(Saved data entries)
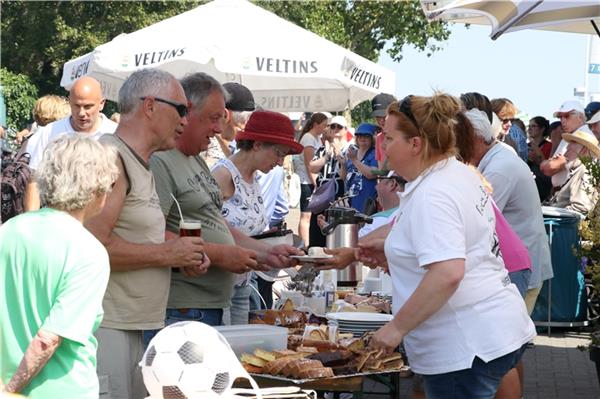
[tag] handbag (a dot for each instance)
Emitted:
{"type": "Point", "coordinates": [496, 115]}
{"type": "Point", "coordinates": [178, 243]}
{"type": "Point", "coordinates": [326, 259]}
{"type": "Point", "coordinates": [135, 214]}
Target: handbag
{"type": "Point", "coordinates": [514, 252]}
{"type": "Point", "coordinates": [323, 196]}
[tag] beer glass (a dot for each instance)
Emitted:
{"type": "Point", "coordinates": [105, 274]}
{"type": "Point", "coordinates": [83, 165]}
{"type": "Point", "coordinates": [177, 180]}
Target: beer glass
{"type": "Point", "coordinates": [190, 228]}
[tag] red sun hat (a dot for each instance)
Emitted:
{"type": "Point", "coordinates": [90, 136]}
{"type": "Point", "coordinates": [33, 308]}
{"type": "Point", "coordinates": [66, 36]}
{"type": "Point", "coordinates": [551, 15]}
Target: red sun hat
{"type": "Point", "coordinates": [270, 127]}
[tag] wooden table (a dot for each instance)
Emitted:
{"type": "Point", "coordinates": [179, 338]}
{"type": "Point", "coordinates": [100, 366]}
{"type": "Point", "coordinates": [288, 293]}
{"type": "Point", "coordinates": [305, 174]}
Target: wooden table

● **EXERCISE DIRECTIONS**:
Check the data above and report how many lines include the word "each", using a bare number.

● **TASK RESULT**:
4